_Set task_:
Please copy the lines of the listing from the one containing "Target = neighboring white house" through the end of the listing, inclusive, and offset every x and y coordinate in the answers by -110.

_Supplied entries_:

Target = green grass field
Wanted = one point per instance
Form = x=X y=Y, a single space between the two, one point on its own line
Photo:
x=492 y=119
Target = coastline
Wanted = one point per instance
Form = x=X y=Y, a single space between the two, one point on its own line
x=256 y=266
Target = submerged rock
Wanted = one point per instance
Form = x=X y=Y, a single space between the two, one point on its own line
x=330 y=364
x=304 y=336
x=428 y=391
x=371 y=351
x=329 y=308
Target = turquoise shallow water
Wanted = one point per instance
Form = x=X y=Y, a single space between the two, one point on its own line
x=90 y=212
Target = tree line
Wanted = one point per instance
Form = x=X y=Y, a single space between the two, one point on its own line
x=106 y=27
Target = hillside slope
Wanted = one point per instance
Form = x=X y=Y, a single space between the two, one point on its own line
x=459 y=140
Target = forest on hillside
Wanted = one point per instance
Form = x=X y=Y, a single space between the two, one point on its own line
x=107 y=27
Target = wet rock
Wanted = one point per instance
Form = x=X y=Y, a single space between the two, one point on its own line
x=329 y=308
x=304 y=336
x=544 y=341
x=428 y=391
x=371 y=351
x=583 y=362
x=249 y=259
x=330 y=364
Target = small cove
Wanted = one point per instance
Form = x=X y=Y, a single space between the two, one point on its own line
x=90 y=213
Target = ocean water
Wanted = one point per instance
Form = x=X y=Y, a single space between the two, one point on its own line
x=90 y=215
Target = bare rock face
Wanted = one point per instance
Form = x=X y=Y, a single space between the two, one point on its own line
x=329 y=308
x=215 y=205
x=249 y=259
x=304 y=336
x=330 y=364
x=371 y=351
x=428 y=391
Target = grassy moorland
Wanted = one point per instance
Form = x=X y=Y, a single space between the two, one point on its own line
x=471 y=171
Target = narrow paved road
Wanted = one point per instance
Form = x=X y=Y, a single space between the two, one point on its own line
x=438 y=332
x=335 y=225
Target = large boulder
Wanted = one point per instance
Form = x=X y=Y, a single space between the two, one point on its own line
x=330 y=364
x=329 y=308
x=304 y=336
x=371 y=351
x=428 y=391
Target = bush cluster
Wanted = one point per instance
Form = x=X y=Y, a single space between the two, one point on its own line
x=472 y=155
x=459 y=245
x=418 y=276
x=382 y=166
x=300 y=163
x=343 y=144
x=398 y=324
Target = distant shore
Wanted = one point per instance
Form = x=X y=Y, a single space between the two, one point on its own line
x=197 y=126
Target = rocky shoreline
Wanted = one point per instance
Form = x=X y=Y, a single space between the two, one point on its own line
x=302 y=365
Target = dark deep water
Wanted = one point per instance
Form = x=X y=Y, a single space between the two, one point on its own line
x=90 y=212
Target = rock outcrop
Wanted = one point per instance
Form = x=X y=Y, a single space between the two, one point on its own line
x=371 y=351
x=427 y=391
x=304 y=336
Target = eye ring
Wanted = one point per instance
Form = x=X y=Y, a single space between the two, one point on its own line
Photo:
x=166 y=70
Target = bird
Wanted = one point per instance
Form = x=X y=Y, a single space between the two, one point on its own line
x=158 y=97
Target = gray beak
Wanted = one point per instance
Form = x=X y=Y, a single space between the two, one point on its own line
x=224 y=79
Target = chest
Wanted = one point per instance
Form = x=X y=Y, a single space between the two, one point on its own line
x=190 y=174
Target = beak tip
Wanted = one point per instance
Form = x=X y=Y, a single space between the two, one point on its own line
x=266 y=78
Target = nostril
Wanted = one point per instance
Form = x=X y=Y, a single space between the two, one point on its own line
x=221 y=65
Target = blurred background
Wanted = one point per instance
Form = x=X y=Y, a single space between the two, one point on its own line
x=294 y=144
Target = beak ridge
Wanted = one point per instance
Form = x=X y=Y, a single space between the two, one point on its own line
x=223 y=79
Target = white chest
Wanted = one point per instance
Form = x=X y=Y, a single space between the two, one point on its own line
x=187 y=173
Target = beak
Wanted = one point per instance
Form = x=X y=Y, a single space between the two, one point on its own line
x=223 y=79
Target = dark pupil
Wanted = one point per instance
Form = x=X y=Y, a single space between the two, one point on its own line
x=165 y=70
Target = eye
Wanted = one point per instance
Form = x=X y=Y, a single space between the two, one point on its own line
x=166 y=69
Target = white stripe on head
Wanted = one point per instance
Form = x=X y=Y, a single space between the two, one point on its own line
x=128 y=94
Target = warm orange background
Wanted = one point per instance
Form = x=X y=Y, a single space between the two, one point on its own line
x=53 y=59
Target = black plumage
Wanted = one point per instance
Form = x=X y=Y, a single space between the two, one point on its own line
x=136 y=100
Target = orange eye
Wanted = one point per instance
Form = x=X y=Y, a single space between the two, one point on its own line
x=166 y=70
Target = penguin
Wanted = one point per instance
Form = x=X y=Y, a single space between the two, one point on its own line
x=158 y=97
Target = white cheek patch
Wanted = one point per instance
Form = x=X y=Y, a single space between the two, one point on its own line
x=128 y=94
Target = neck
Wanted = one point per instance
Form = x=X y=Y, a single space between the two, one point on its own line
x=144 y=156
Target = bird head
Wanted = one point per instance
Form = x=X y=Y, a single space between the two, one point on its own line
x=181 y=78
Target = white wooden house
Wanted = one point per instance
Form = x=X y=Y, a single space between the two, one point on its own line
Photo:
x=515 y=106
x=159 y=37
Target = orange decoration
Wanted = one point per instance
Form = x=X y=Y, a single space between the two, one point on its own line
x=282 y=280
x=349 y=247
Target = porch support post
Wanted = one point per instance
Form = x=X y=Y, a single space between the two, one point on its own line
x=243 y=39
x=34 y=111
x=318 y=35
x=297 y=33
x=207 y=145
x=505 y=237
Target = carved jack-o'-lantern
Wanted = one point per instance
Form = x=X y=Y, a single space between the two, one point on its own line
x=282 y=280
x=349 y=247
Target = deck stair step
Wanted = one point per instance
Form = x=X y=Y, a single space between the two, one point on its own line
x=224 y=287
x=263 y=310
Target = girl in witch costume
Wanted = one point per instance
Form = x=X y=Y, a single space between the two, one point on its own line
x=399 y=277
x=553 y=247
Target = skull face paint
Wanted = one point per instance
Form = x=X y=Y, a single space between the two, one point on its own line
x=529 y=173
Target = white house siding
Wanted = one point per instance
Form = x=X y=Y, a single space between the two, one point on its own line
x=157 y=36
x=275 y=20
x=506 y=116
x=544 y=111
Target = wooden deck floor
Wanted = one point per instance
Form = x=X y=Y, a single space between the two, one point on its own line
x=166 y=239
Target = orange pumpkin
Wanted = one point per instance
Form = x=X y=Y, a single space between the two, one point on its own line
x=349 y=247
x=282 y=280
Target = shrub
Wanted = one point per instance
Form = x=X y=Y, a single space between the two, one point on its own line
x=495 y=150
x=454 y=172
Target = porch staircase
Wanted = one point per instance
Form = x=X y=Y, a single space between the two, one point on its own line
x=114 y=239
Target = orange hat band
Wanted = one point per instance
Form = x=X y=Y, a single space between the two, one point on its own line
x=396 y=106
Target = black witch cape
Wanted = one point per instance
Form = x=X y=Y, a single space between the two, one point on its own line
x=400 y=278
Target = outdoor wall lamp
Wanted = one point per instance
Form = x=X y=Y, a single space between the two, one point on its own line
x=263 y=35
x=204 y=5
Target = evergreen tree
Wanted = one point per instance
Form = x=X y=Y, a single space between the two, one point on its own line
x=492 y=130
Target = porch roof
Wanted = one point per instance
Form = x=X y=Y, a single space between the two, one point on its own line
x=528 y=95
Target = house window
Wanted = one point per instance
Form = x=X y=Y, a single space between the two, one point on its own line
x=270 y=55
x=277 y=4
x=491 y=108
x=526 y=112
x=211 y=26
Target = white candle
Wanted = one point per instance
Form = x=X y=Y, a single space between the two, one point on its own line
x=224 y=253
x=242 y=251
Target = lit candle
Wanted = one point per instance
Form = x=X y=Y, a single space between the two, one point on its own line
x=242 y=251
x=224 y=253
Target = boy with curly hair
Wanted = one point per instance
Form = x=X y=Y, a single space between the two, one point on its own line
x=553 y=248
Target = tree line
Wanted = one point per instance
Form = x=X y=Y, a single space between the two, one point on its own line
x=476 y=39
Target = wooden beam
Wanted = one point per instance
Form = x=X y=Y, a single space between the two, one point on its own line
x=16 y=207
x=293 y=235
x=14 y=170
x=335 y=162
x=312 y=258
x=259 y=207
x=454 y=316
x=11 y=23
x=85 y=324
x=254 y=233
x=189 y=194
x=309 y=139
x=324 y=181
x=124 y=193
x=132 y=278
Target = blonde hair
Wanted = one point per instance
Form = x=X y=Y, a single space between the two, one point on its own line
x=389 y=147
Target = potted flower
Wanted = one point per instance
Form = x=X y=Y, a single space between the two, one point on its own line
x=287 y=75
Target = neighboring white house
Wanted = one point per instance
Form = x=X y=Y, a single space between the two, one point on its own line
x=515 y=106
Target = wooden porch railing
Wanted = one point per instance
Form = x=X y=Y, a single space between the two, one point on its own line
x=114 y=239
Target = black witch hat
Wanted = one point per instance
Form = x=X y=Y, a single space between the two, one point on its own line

_Answer_:
Target = neighboring white house
Wanted = one point per instance
Form = x=X y=Y, a single space between the two, one point on its own line
x=405 y=-4
Target = wooden porch railing
Wanted = one point per instance
Form = x=X y=Y, a single space between the two, one point on its own line
x=4 y=129
Target = black witch hat
Wanted = one point per instance
Form = x=X y=Y, a single space between the two, one point on its own line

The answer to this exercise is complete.